- _EXERCISE PROMPT_
Set down the records that follow in full and without changes.

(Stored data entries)
◇ ◇ ◇ ◇ ◇

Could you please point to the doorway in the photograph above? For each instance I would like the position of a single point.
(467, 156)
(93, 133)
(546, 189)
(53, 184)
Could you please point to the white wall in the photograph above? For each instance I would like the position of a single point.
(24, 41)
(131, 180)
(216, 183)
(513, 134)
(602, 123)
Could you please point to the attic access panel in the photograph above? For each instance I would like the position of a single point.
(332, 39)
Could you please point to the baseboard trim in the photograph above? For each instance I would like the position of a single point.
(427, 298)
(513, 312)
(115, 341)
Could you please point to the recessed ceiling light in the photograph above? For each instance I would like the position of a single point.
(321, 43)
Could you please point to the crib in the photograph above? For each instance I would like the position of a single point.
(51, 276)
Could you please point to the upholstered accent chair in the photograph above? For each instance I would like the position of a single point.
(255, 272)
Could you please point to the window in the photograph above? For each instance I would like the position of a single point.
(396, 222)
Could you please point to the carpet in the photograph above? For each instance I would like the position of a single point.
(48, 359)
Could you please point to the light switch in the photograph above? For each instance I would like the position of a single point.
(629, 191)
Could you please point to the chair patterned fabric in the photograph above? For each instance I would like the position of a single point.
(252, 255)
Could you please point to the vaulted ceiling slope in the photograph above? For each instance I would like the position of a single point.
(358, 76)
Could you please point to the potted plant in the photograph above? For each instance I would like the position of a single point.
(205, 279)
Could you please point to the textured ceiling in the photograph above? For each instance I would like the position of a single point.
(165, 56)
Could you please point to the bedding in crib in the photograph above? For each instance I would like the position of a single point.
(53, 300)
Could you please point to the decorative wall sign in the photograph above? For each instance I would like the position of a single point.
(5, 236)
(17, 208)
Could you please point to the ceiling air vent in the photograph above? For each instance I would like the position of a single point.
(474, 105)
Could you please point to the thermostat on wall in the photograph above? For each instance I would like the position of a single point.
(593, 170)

◇ ◇ ◇ ◇ ◇

- _SOLUTION TO THIS PROBLEM_
Could you please point to the doorway in the photograph above? For each instance I would like the position of a single point.
(467, 156)
(93, 133)
(546, 189)
(53, 184)
Could you please point to the white wall in the photograph above? For each instance I would like the position of a single point.
(24, 41)
(131, 180)
(216, 183)
(513, 134)
(602, 123)
Could you please point to the attic access panel in the photograph above? For each instance I would like the position of a single point.
(332, 39)
Could you please point to the baseboard trim in the photograph above? For each instance I would like the position of a single point.
(427, 298)
(513, 312)
(115, 341)
Could you please point to the recessed ceiling light in the photograph above? For each instance I would like the position of a single point.
(321, 43)
Could you please point to the crib in the photograph above? For each instance I would like the position of a single point.
(51, 276)
Could you please point to the upholstered accent chair in the photograph above? For each instance I would like the position of a single point.
(255, 272)
Could you please point to the window in the photograph above? For each instance I would like the position of a single point.
(396, 222)
Could you please point to the carpet in the photograph above? For each instance I would like the position of a single point.
(48, 359)
Could you please point to the light switch in the photograph above? For each instance I would like the position of a single point.
(629, 191)
Could you please point to the chair patterned fabric in the photograph above? For each instance I would like the position of a single point.
(252, 255)
Could you please point to the vaulted ceiling slope in the photograph above? For each instance I would like the position of a single point.
(358, 76)
Could you please point to the potted plant in the photograph above? For each instance I would like the position of a single point.
(205, 279)
Could you please point to the textured ceiling in the photograph above? For each instance I would like the position of a single point.
(165, 56)
Could you please point to the bedding in crib in the photograph above? For each instance I would like the position of a single point.
(53, 300)
Could you please point to the decorative wall sign in the photograph above? For each instance I would like the position of a single point.
(5, 236)
(17, 208)
Could you please point to the ceiling air vent in the photograph above? For each instance I would like the position of a single point.
(474, 105)
Could you please point to the thermostat on wall in the photograph above? For each instance I would like the position of a single point.
(593, 170)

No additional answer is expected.